Atlantic Capital Bancshares and First Security Group Announce Amended Merger Agreement
Amendment Creates Additional Capital for Growth

Atlanta, Georgia and Chattanooga, Tennessee, June 10, 2015 - Atlantic Capital Bancshares, Inc. (“Atlantic Capital”) and First Security Group, Inc. (NASDAQ: FSGI) (“First Security” or “FSG”) jointly announced today the execution of an amendment to the definitive merger agreement previously announced on March 25, 2015 to adjust the mix of consideration to be provided to FSG shareholders in the merger. The amendment has been unanimously approved by the boards of directors of each company. Atlantic Capital is a bank holding company headquartered in Atlanta, Georgia and the parent of Atlantic Capital Bank. First Security is a bank holding company headquartered in Chattanooga, Tennessee and the parent of FSGBank, N.A. (“FSGBank”).
Under the original terms of the merger agreement, FSG shareholders would have received merger consideration in the form of 40 percent cash and 60 percent Atlantic Capital common stock. Under the amended terms, FSG shareholders will receive a minimum of 65 percent and a maximum of 70 percent Atlantic Capital common stock, with the remainder in cash. No other terms of the agreement were amended. FSG shareholders may elect cash equal to $2.35 per share, stock based on a fixed exchange ratio of 0.188 shares of Atlantic Capital common stock for each FSG share or any combination thereof, subject to the aggregate cash consideration totaling at least 30 percent, but no more than 35 percent. Atlantic Capital intends to register its shares with the SEC and seek a listing on NASDAQ concurrent with closing of the transaction.
“During the last two months, our management teams have laid the foundation for the integration and operational structure of our combined institution. The opportunities for enhanced revenue and growth are evident in these discussions,” said Douglas L. Williams, President and Chief Executive Officer of Atlantic Capital. “As we further refined our objectives through this process, we believe that enhancing our capital position by adjusting the cash and stock mix of the transaction will better position us to meet our longer-term objectives.”
The amendment increases the estimated pro forma shareholders equity as of March 31, 2015 from approximately $264 million to between $272 million and $280 million. Additionally, the estimated pro forma consolidated total risk-based capital ratio increases by approximately 35 and 70 basis points to 11.71 percent and 12.06 percent at the maximum and minimum cash levels, respectively.
“The proposed merger, which has been well received in our local markets, has also been viewed favorably by individual and institutional investors,” said D. Michael Kramer, President and Chief Executive Officer of First Security. “Based on conversations over the last two months with a wide variety of FSG shareholders, coupled with the price of FSG stock on the NASDAQ market since announcement, we believe there will be significant interest in electing Atlantic Capital shares in the merger. This amendment allows for a higher level of stock participation for FSG shareholders, while still providing cash for those shareholders desiring additional liquidity, but most importantly, increases the capital position for the benefit of all shareholders.”

Data entries:
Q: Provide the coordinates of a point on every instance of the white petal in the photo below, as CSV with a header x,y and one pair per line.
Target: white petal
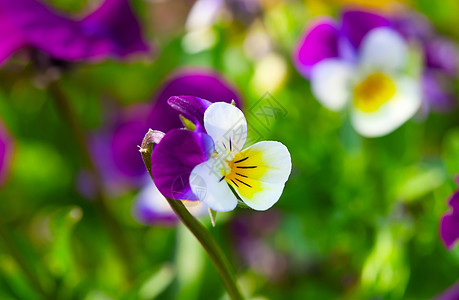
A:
x,y
330,80
392,114
261,187
227,126
383,49
206,184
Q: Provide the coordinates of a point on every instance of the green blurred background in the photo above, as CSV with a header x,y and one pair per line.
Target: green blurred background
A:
x,y
358,218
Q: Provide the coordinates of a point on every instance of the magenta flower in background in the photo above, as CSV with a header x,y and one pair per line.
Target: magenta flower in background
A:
x,y
441,56
359,65
6,153
452,293
112,30
449,223
327,39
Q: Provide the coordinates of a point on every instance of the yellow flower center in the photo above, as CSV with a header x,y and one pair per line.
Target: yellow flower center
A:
x,y
373,92
246,170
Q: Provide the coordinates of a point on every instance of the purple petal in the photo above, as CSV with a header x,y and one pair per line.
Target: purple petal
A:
x,y
452,293
200,83
174,158
53,33
443,54
191,107
11,38
356,24
6,153
413,25
114,149
449,229
115,20
68,39
438,91
449,223
320,41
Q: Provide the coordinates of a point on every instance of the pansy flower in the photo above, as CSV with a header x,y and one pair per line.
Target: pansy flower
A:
x,y
360,64
441,59
210,163
112,30
120,165
449,223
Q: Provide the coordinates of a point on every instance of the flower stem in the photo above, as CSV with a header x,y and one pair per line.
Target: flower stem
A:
x,y
113,228
209,244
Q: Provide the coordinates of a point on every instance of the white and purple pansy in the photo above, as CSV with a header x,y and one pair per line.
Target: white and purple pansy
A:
x,y
360,65
210,163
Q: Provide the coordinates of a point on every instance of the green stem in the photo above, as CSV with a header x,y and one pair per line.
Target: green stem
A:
x,y
113,228
13,250
209,244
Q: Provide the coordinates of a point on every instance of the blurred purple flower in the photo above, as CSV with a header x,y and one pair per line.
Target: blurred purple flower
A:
x,y
449,223
112,30
327,39
6,153
441,57
358,65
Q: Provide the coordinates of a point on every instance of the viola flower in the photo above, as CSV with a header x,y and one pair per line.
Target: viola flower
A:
x,y
360,65
121,166
210,164
6,153
112,30
449,223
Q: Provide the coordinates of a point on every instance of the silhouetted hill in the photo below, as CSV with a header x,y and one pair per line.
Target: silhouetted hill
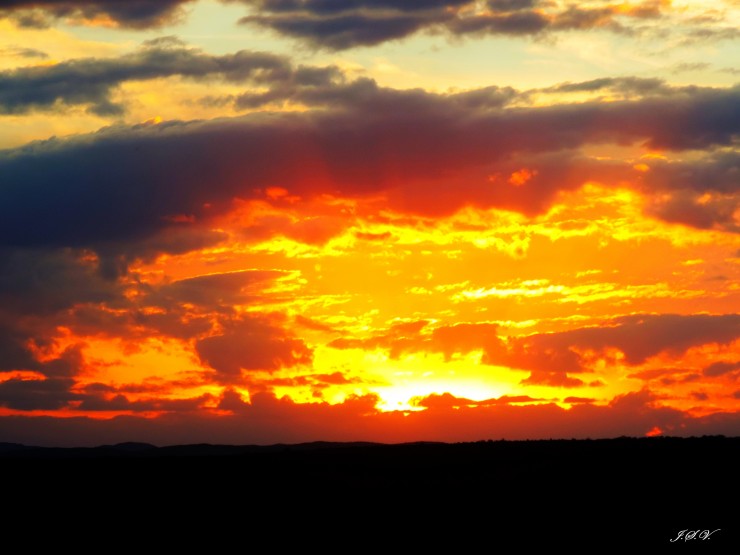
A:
x,y
627,492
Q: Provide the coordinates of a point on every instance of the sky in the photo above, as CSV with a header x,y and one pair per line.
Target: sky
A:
x,y
266,221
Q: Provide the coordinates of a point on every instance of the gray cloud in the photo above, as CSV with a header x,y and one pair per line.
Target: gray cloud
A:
x,y
342,25
136,14
90,81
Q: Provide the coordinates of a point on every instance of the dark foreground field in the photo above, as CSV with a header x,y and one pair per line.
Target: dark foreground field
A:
x,y
588,495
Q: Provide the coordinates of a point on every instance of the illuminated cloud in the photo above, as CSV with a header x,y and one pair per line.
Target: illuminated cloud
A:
x,y
91,81
387,243
269,420
137,14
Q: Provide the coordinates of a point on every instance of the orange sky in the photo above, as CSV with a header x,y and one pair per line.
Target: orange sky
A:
x,y
206,240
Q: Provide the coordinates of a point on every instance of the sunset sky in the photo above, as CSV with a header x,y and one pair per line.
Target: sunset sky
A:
x,y
263,221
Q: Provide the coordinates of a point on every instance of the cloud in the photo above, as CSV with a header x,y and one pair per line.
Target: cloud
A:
x,y
268,420
340,26
49,394
412,145
254,342
47,281
90,81
23,52
135,14
552,357
214,292
721,368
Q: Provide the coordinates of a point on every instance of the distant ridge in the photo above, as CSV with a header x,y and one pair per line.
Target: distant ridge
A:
x,y
616,446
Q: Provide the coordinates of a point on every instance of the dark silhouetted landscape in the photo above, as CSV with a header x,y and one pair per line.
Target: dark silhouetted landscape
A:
x,y
628,491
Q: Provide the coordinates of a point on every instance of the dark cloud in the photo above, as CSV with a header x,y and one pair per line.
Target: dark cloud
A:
x,y
49,394
346,30
512,5
552,357
120,402
383,140
47,281
339,26
268,420
136,14
687,67
57,392
574,400
626,85
250,343
90,81
23,52
216,292
721,368
449,401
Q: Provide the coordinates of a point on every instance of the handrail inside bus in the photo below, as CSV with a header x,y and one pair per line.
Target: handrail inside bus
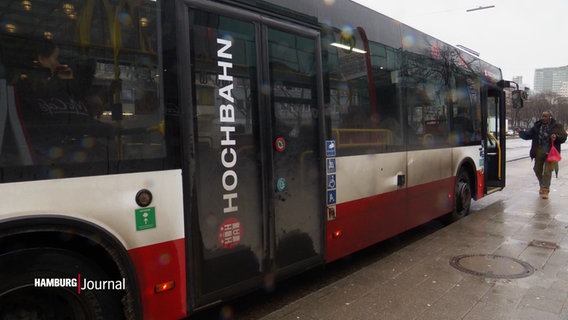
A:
x,y
353,137
490,135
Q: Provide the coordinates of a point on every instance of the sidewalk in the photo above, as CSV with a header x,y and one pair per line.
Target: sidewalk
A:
x,y
510,259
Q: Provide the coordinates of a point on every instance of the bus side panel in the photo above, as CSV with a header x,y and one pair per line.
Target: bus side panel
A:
x,y
364,222
158,264
429,201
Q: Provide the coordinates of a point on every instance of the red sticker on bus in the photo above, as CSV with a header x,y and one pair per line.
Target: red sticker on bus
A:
x,y
230,232
280,144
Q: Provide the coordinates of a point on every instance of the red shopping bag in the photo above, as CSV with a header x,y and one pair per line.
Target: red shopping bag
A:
x,y
553,154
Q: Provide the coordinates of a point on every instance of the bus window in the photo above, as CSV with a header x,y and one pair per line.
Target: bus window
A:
x,y
81,98
365,113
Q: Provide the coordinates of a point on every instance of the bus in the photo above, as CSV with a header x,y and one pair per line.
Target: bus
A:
x,y
158,157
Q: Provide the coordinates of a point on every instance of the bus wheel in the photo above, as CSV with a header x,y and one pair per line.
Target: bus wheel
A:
x,y
462,197
43,284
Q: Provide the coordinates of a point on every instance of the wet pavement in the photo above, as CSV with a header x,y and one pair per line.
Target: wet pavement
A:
x,y
507,260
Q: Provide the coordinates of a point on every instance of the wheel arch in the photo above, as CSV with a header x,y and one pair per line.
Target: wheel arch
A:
x,y
78,236
468,165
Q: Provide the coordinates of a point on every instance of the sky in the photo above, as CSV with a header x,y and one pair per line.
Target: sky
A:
x,y
517,36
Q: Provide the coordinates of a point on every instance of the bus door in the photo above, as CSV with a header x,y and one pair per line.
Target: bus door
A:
x,y
255,210
494,139
294,104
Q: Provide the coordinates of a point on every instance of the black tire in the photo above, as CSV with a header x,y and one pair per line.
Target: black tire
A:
x,y
462,196
21,299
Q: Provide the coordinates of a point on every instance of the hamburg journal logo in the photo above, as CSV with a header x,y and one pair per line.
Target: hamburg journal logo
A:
x,y
80,283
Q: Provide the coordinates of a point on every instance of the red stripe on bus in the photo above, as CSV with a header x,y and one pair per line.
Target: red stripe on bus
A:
x,y
156,264
364,222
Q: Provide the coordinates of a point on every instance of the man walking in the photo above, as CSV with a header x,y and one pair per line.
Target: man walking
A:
x,y
543,133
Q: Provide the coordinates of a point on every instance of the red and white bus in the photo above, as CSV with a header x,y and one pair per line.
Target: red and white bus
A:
x,y
157,157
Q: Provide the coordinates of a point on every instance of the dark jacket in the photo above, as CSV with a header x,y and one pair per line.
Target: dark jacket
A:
x,y
532,134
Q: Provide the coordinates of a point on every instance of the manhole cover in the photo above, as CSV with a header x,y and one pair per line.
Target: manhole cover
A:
x,y
544,244
492,266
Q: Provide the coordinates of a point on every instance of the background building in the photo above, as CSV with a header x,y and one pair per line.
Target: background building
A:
x,y
552,80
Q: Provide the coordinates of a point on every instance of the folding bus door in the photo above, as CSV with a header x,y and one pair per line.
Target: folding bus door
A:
x,y
256,210
494,139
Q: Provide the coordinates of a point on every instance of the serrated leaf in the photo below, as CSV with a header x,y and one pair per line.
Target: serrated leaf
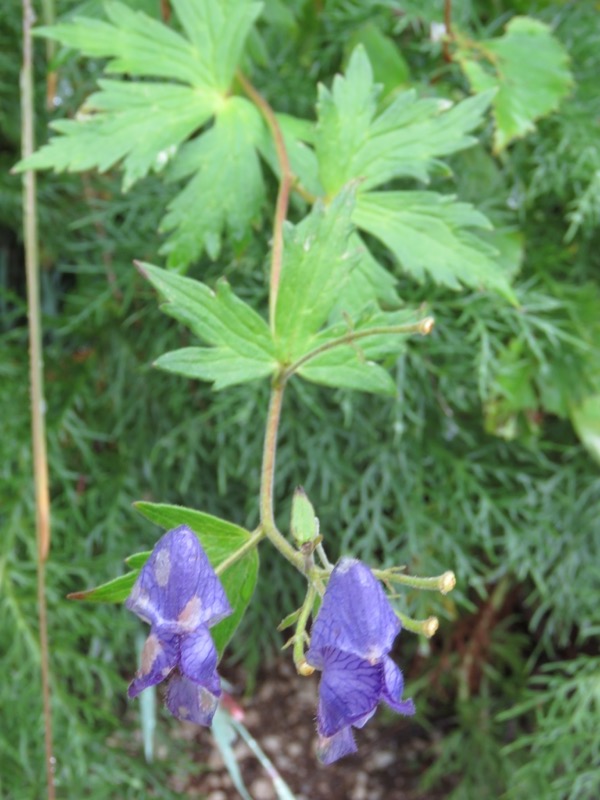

**PROBLEM TO WORK ON:** According to the merger announcement, what cash amount per share may FSG shareholders elect? None of the data entries is needed.

**EXPECTED OUTPUT:** $2.35 per share.